An exact copy of the data is needed, one that excludes all pictures.

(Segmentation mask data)

[Start of section]

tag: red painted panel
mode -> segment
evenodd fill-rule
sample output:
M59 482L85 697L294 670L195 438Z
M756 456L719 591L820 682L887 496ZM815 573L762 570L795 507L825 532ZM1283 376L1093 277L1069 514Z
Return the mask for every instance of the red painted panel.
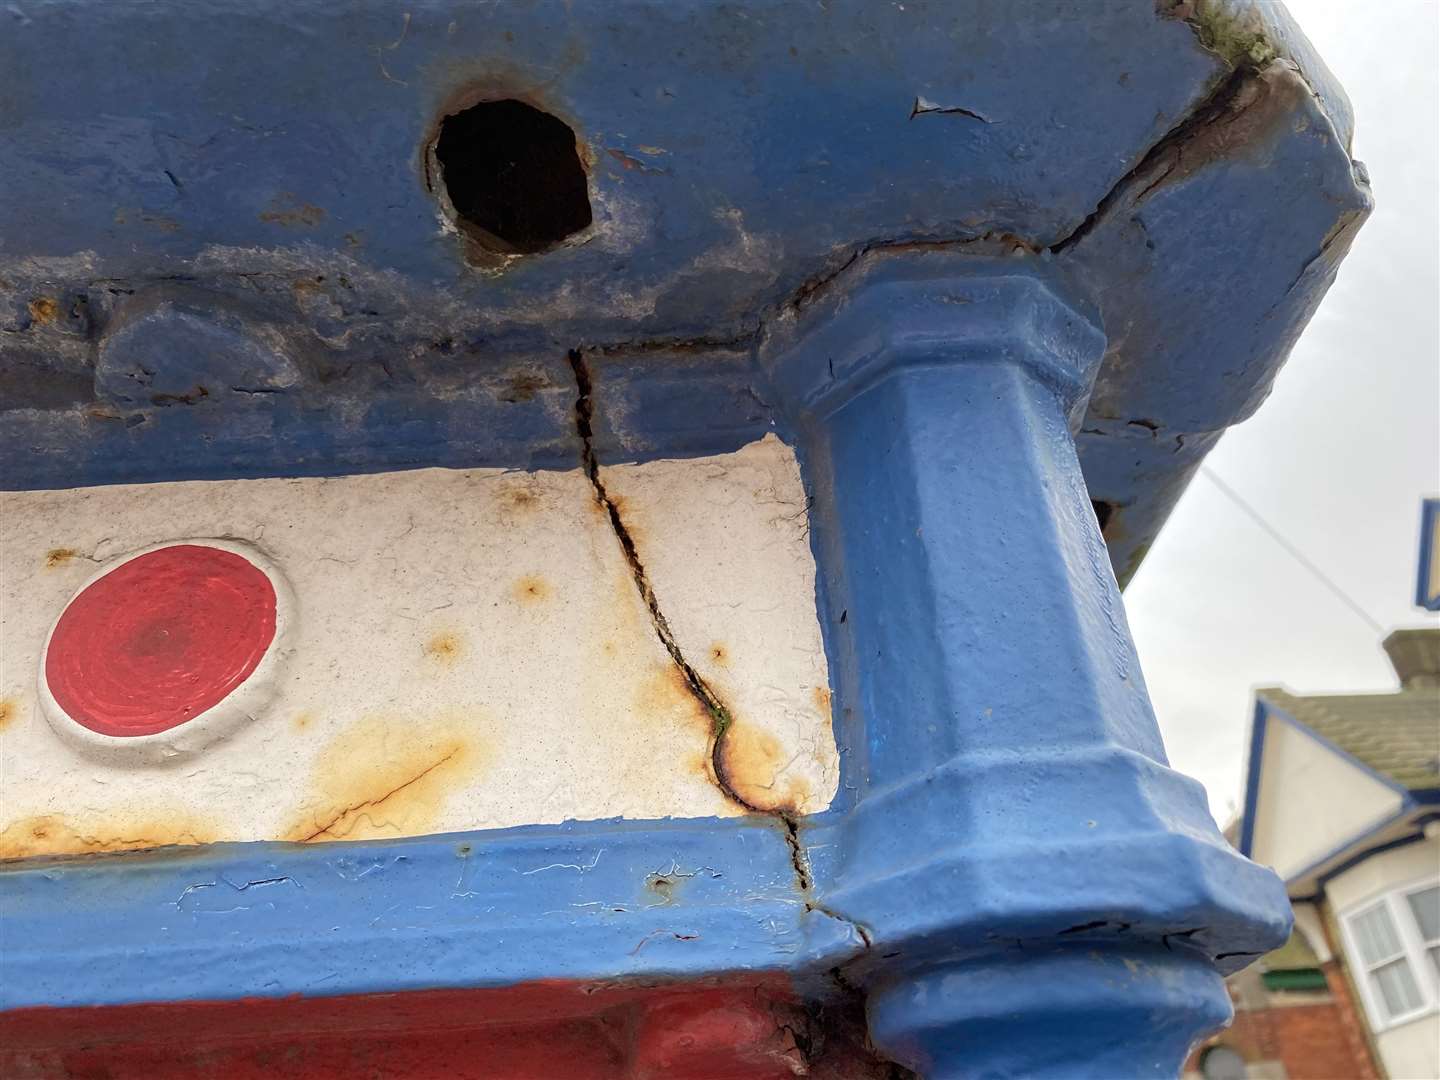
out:
M45 679L92 731L168 731L249 678L275 639L275 607L264 571L233 552L146 552L70 602L50 637Z
M783 1080L802 1022L781 976L21 1009L0 1014L0 1075Z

[End of section]

(FINISHED TASK):
tag: red painted panel
mode -> segment
evenodd fill-rule
sample output:
M59 482L85 697L294 670L195 438Z
M756 456L719 591L820 682L887 496ZM815 573L762 570L795 507L825 532ZM1283 376L1093 277L1069 514Z
Return the mask for every instance of the red painted panel.
out:
M45 679L92 731L168 731L249 678L275 639L275 607L264 571L233 552L146 552L70 602L50 637Z
M783 1080L802 1022L781 976L21 1009L0 1014L0 1075Z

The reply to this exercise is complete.